### YOUR OBJECTIVE
Set down the line that contains "Each instance of the freightliner" and every line after it to the end of the entries, exactly as they stand and nothing more.
# RECORDS FOR THIS TASK start
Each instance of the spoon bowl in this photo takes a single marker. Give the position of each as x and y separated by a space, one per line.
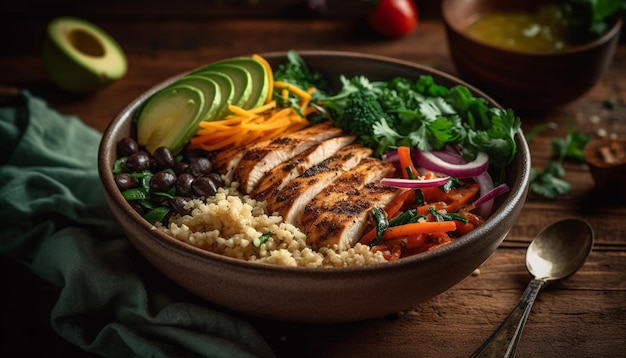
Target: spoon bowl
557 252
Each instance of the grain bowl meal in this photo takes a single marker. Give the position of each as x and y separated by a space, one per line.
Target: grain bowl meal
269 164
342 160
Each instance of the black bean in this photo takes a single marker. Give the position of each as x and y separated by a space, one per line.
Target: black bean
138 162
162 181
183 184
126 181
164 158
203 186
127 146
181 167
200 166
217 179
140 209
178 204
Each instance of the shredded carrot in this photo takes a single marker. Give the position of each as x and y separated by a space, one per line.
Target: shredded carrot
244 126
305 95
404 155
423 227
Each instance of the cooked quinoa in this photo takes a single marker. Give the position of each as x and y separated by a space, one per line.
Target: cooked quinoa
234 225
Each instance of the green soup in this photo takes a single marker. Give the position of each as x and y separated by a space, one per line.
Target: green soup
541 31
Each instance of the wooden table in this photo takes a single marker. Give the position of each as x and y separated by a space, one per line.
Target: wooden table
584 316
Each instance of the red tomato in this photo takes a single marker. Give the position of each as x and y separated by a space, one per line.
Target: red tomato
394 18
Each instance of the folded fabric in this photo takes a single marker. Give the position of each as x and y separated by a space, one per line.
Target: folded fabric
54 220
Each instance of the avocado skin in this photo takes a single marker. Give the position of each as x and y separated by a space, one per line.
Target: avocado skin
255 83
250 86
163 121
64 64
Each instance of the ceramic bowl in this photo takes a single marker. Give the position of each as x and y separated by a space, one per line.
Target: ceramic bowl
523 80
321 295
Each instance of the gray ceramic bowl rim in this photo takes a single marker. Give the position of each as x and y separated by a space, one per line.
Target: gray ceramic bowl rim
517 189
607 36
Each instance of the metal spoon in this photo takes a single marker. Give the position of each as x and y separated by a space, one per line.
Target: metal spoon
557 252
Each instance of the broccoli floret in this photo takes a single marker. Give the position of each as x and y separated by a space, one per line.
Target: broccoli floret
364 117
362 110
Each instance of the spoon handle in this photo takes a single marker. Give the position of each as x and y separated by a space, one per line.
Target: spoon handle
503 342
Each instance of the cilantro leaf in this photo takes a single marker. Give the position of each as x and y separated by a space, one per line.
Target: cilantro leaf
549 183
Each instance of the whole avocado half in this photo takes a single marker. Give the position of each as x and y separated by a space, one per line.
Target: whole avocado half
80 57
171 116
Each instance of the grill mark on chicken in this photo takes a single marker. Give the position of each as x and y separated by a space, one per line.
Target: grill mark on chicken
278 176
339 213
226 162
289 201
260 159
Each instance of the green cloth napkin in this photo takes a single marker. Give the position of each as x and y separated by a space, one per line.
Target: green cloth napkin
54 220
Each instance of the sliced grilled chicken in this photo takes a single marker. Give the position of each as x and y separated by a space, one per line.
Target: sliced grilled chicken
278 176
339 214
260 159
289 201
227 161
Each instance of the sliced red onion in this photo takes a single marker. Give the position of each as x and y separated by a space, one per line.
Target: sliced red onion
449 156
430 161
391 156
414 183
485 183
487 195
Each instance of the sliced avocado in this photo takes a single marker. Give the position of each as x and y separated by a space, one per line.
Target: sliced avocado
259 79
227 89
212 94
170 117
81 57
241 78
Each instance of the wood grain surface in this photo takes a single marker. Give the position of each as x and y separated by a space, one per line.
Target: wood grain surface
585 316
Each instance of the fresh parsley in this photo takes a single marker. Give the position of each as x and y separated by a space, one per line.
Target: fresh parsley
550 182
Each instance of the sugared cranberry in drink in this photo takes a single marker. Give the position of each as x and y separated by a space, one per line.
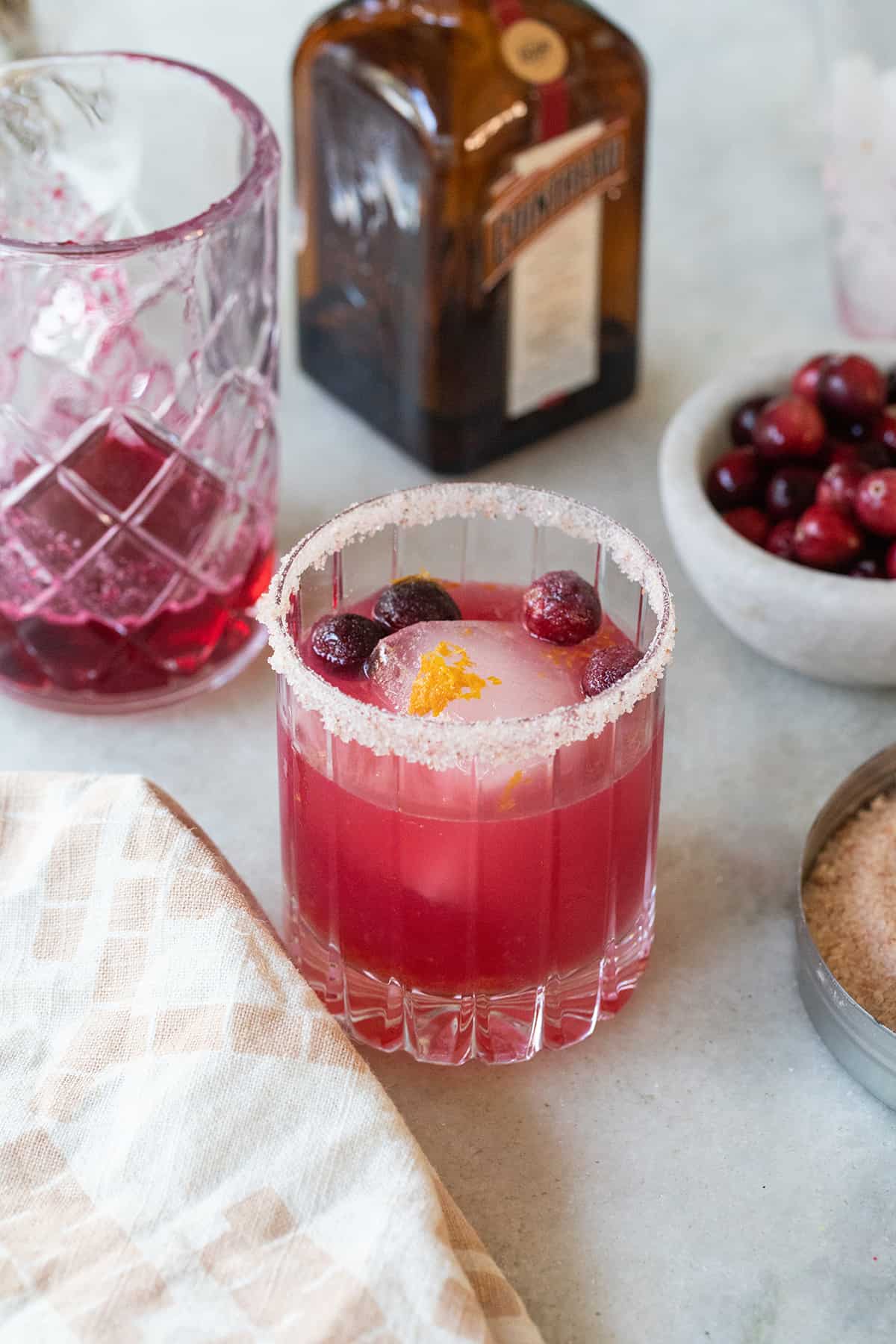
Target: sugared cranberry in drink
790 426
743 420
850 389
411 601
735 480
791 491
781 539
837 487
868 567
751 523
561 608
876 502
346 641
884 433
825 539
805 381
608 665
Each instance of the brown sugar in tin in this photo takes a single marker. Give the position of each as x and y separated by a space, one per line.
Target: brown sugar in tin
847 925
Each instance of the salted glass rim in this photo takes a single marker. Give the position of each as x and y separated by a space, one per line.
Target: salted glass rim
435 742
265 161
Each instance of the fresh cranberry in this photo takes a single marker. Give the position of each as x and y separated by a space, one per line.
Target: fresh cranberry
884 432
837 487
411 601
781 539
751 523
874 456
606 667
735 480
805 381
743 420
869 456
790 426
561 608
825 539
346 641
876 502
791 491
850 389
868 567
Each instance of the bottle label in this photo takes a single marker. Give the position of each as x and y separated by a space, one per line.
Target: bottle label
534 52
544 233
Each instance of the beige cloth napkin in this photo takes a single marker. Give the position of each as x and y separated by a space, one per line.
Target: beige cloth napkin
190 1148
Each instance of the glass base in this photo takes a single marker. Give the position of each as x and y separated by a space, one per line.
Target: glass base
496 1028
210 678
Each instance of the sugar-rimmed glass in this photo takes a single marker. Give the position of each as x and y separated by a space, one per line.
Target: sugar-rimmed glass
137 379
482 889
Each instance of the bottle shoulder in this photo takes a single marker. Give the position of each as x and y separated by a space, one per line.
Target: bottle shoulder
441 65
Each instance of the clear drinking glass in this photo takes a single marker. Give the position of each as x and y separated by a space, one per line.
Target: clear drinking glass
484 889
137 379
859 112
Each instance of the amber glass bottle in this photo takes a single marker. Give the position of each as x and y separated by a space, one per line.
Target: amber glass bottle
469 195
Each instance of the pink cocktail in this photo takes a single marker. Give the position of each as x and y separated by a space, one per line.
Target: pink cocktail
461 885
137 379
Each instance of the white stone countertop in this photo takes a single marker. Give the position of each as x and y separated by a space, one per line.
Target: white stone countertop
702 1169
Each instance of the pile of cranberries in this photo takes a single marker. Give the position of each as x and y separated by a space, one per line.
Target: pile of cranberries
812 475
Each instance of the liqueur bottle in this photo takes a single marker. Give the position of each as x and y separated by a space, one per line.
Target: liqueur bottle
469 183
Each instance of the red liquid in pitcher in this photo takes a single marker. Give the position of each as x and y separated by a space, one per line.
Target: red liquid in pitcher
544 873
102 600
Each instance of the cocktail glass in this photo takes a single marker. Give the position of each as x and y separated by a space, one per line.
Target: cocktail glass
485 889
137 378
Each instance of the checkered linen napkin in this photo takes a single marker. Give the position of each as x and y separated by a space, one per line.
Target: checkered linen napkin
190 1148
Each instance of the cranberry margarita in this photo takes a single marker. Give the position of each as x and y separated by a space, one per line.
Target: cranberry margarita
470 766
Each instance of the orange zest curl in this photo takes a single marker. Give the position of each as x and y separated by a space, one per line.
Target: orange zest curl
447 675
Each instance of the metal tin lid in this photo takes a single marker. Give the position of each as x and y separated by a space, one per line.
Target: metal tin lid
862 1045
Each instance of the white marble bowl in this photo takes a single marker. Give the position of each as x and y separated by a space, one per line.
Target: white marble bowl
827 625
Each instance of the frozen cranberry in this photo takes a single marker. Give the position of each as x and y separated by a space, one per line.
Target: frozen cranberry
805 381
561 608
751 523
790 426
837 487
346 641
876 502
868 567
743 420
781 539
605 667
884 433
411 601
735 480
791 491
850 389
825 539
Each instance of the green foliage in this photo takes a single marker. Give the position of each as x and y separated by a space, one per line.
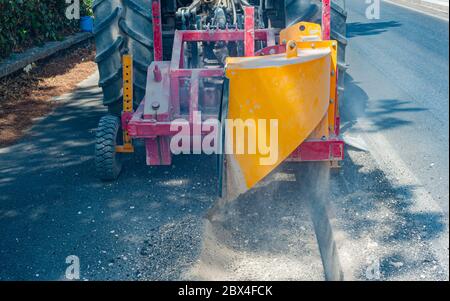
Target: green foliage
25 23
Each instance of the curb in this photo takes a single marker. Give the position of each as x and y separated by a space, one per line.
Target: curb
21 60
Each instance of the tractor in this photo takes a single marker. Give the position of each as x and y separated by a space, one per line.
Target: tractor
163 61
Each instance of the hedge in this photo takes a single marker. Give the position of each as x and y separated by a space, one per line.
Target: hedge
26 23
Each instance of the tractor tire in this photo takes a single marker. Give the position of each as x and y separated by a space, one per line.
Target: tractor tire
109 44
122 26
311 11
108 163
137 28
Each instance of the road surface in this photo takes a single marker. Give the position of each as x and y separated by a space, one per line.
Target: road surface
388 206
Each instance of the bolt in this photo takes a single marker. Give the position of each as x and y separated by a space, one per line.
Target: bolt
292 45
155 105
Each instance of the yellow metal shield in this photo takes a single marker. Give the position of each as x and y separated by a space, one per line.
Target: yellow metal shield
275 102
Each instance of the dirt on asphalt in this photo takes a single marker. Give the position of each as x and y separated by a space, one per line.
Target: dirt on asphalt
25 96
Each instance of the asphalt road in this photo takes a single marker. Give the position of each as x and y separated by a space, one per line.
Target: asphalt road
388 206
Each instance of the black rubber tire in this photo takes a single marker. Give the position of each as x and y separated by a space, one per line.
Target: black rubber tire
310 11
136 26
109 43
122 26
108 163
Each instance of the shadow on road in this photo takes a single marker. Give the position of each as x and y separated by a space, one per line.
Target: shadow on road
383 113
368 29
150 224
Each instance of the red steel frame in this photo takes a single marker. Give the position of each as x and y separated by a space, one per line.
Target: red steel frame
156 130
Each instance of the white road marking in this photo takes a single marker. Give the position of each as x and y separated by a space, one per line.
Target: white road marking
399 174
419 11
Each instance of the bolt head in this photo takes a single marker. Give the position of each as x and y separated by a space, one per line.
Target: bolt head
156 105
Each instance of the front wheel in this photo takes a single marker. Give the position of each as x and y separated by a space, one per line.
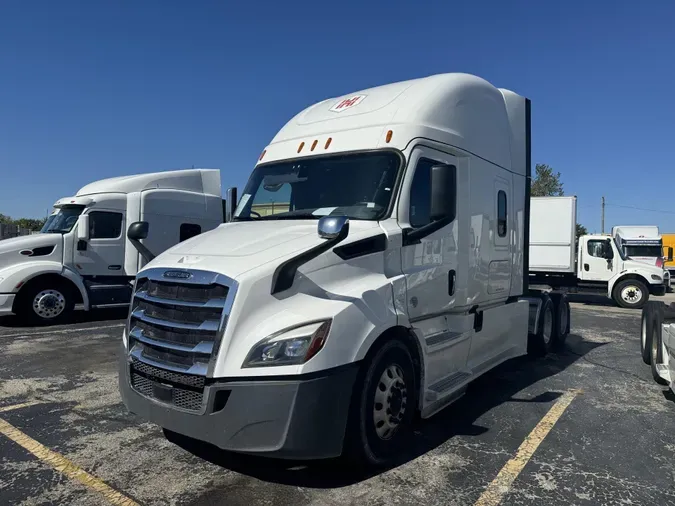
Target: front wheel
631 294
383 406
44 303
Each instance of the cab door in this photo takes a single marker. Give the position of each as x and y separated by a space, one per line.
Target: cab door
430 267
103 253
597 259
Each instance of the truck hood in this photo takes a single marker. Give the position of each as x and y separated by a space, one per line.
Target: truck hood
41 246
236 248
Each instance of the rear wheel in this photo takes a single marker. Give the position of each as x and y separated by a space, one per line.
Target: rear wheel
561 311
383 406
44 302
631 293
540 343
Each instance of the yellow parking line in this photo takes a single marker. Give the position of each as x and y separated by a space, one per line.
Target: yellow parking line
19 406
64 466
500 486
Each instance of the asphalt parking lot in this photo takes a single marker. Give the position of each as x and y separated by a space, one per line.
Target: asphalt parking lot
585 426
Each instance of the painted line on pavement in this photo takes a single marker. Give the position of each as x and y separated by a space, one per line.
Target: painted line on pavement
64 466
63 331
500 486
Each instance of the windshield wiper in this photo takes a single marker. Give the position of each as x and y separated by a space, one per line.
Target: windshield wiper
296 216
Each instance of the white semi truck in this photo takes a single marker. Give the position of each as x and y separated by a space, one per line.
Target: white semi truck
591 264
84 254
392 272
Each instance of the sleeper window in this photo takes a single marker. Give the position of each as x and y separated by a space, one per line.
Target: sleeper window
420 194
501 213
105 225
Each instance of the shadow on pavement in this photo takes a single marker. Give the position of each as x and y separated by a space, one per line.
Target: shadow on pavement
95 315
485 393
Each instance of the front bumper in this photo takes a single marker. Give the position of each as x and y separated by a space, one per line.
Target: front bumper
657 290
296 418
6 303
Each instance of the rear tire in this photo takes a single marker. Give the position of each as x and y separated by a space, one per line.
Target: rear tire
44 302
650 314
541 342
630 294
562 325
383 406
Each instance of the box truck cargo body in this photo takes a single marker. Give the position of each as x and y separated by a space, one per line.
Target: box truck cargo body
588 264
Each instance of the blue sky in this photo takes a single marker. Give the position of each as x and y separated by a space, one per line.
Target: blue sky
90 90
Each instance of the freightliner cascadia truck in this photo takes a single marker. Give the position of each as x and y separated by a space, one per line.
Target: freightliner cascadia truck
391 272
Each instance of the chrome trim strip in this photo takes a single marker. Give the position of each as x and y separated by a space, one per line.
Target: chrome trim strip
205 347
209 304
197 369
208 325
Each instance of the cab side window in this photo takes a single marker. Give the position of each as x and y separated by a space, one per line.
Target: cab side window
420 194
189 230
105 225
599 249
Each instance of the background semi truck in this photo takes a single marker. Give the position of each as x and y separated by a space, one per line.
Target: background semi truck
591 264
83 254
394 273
# RECORDS FOR THIS TASK end
### RESULT FOR THIS TASK
Each instance of the freightliner cascadia truck in this photo takes a single marker. Give the position of each as x and y separated by a space, one per line.
Target: freightliner cascadia truck
391 272
Each instance of the chrome trim strip in this photo takes a single marker. Give the position of each as x and y separated by a space, one per line.
Target: chrome trim strip
205 347
209 304
197 369
208 325
Each instance of the cab side window in this photo takes a single marker. Give the position of each as x and y separated by a space, one per line.
Target: cab side window
420 194
189 230
105 225
599 249
Each instance of the background semi truck in this photo takes a single marker. Give the position of each as x and y separated by a space, one per line.
Target: background semi truck
591 264
83 254
394 273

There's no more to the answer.